• _Objective_:
Can you update the lines below so that every "put one marker" reads "place a single marker", keeping everything else the same and leaving out the pictures?

• _Dataset entries_:
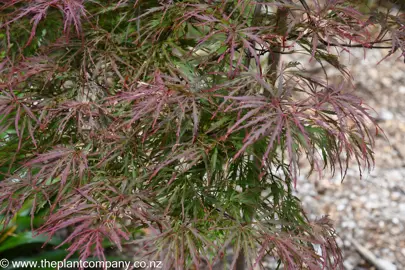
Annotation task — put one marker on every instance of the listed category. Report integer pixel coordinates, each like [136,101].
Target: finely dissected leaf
[180,119]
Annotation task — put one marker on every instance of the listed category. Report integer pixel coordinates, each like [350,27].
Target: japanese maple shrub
[181,117]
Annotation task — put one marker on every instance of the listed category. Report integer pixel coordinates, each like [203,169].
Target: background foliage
[177,116]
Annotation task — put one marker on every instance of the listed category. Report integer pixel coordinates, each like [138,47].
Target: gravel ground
[370,210]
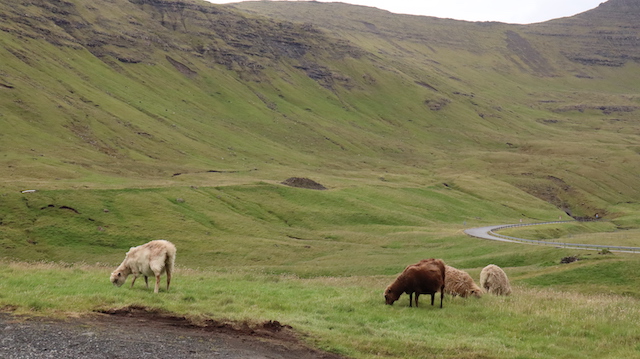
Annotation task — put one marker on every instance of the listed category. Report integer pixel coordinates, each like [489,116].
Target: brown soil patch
[270,338]
[303,183]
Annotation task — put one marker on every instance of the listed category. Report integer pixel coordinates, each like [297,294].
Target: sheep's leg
[157,283]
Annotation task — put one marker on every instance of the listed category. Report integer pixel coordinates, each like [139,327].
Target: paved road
[483,232]
[487,233]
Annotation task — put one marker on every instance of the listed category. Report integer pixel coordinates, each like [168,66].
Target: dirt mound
[303,183]
[263,336]
[139,332]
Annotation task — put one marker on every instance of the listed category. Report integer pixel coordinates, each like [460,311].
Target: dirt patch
[139,332]
[303,183]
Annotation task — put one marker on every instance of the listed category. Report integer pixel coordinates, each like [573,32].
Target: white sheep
[458,282]
[150,259]
[494,280]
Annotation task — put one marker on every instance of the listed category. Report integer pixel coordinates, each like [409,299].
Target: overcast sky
[510,11]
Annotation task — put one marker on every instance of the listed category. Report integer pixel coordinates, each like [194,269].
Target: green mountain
[117,93]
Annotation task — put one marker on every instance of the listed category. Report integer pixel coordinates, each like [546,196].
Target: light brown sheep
[150,259]
[425,277]
[494,280]
[459,282]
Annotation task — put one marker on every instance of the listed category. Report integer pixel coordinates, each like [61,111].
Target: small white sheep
[458,282]
[150,259]
[494,280]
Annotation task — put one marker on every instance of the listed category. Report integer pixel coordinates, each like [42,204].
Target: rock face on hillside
[608,35]
[225,37]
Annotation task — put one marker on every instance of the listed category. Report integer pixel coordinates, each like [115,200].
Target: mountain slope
[110,91]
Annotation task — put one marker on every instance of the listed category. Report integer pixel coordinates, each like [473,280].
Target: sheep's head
[390,296]
[118,278]
[476,291]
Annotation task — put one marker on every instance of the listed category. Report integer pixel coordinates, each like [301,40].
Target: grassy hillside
[138,120]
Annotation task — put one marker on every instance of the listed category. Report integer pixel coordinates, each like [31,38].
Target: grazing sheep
[150,259]
[459,282]
[425,277]
[494,280]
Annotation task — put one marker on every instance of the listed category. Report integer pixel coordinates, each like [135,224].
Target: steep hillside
[561,95]
[110,93]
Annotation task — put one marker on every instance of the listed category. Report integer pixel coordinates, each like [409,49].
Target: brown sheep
[494,280]
[425,277]
[150,259]
[459,282]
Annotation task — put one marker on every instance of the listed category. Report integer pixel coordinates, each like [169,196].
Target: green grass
[347,315]
[418,129]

• _Exercise solution_:
Annotation task — place a single marker on every instance of the listed category. Report integer pixel coordinates, each like [136,101].
Target: finely dissected leaf
[180,119]
Annotation task — place a single marker on every instance of the listed category. Report integer pixel coordinates, each like [350,27].
Target: japanese maple shrub
[181,117]
Annotation task — place a single marker on every instance of the listed category. Report integer pixel coordinates, each like [203,169].
Target: background foliage
[177,116]
Annotation task — place a single marker on every instance of the listed category. Report integer pixel coordinates, each like [138,47].
Target: gravel ground
[370,210]
Annotation task — place a single marker on every instance of the listed category. Report integer pixel coordinates, each like [489,116].
Target: brown soil patch
[270,338]
[303,183]
Annotation task — place a single marker on every instance of the listed category. Report integer pixel coordinates, each like [297,294].
Target: sheep's leg
[157,283]
Annotation task — place a single marker on every instance of the listed category. Report integer pixel coordinates, each like [139,327].
Target: paved road
[483,232]
[487,233]
Annotation task — place a single marker on every instance of the listed category. Report integer pixel coordinates, each like [168,66].
Target: dirt mound
[303,183]
[263,336]
[139,332]
Annotation task — place a single marker on every instance of the listed category. Report integer pixel coordinates, each like [460,311].
Target: dirt patch
[139,332]
[303,183]
Annotation task — place a single marker on every instance of the listed category. Report integer pixel coordinates, each like [573,32].
Target: white sheep
[458,282]
[150,259]
[494,280]
Annotation task — place a single marker on every instance of the listed category. Report integer pixel coordinates, each like [409,299].
Target: overcast sky
[510,11]
Annotation task — place a single marker on every instance of the listed category. Report integer pixel coordinates, each like [194,269].
Target: green mountain
[117,93]
Annotation task — place a single marker on every instance of the listed category. Report integer pixel coordinates, each like [546,196].
Target: light brown sheep
[150,259]
[425,277]
[494,280]
[459,282]
Annotation task — place a single marker on every instance of the listed category. Report integer pixel coordinates, each like [61,111].
Target: small white sheep
[458,282]
[150,259]
[494,280]
Annotation task — place a single marker on every instance of the listed category. Report integer pixel coordinates, each like [42,204].
Target: rock face on hillside
[608,35]
[225,37]
Annotation task — place a single marker on every instance of the listed category. Report integer pixel coordinates, each like [115,200].
Target: mountain slope
[110,91]
Annotation task — place a single marker on every instance of the listed category. Report integer pixel coordinates, each like [473,280].
Target: sheep's head
[390,296]
[118,278]
[476,291]
Annotation task — place a single marker on every instance of the listed category. Report integer pixel coordinates, each like [301,40].
Target: grassy hillside
[138,120]
Annotation task — place a single marker on every instance of the listed category. Report integer pixel coordinates, each like [31,38].
Target: grazing sheep
[150,259]
[459,282]
[425,277]
[494,280]
Annotation task — place a single marker on every instance of the listed category. Report integer pixel coordinates, each like [135,224].
Target: steep hillside
[561,95]
[110,93]
Annotation task — place a single marker on every instance of the listed category. Report integer pixel coordinates, each like [409,49].
Target: brown sheep
[494,280]
[425,277]
[150,259]
[459,282]
Annotation task — place a single marker on every instance of the listed category. Report integer pixel coordinates, each like [169,196].
Target: green grass
[347,315]
[418,129]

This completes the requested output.